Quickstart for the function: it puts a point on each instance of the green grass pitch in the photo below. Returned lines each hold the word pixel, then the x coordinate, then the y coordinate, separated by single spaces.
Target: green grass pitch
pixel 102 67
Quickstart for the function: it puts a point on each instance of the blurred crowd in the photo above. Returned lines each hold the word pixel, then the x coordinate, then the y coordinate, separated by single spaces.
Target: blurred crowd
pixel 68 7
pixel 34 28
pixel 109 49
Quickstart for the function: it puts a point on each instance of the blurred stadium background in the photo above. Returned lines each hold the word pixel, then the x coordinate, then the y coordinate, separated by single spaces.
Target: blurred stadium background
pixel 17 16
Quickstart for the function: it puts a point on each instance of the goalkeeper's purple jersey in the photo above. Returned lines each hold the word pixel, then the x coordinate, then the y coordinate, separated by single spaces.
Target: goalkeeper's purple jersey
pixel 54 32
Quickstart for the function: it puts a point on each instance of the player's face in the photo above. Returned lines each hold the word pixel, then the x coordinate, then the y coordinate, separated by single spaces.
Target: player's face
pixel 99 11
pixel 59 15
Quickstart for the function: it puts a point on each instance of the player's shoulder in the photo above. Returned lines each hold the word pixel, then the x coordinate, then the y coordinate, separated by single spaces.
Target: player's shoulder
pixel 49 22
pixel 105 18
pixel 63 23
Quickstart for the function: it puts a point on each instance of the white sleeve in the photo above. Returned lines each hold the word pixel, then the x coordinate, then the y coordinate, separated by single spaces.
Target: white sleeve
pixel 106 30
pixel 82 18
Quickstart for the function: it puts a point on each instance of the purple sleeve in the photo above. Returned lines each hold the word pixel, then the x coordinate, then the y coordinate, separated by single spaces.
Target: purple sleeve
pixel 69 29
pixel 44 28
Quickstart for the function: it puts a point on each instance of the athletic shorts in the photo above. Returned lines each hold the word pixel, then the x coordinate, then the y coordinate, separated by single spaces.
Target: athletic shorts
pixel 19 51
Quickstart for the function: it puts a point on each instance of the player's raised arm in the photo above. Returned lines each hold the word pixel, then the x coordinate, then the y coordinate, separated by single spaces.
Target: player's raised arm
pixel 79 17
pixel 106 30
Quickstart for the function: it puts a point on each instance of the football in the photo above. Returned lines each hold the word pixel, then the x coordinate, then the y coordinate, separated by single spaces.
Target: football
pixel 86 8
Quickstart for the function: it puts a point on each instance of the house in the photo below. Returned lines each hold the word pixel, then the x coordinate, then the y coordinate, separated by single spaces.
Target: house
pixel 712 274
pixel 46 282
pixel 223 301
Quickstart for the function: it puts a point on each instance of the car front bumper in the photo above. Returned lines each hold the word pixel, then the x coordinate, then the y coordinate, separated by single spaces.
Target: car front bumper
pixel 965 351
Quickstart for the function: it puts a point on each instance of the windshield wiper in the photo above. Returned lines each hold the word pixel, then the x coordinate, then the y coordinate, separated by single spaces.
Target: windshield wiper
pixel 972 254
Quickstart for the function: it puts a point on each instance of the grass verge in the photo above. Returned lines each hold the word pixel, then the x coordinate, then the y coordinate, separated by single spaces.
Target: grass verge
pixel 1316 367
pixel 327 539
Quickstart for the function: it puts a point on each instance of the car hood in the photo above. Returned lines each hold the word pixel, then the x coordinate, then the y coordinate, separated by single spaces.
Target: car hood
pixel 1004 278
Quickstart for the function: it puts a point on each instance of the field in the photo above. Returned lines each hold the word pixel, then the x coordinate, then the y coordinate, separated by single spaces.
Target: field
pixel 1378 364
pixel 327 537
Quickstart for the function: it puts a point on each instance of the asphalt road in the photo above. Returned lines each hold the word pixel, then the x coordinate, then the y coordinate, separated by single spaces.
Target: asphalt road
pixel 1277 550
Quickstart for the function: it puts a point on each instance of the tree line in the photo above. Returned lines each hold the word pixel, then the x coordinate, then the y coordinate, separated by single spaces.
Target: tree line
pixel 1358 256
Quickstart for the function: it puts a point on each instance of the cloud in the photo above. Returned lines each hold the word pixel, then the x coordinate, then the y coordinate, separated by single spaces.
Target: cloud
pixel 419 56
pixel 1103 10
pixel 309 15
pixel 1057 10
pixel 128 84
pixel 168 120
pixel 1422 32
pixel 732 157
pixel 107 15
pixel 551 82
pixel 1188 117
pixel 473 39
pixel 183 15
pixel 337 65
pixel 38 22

****************************************

GIVEN PROBLEM - Reproduce the records above verbatim, starting with their first line and going on through the line that contains "pixel 17 16". Include both of those lines and nothing after the second.

RESPONSE TO THE TASK -
Quickstart for the function: it puts a point on each instance of the green grass pitch in the photo below. Returned lines each hold the word pixel, then the x coordinate, then the y coordinate, separated by single spaces.
Target: green grass pitch
pixel 102 67
Quickstart for the function: it puts a point on each instance of the blurred crowd in the photo above. Returned lines each hold the word pixel, then the x coordinate, then the y coordinate, separated by single spaces.
Target: blurred crowd
pixel 68 7
pixel 34 28
pixel 109 49
Quickstart for the function: it puts a point on each instance of the blurred stadium background in the photo above. Returned lines each hold the word pixel, then the x coordinate, then the y coordinate, separated by single spaces.
Target: blurred stadium background
pixel 17 16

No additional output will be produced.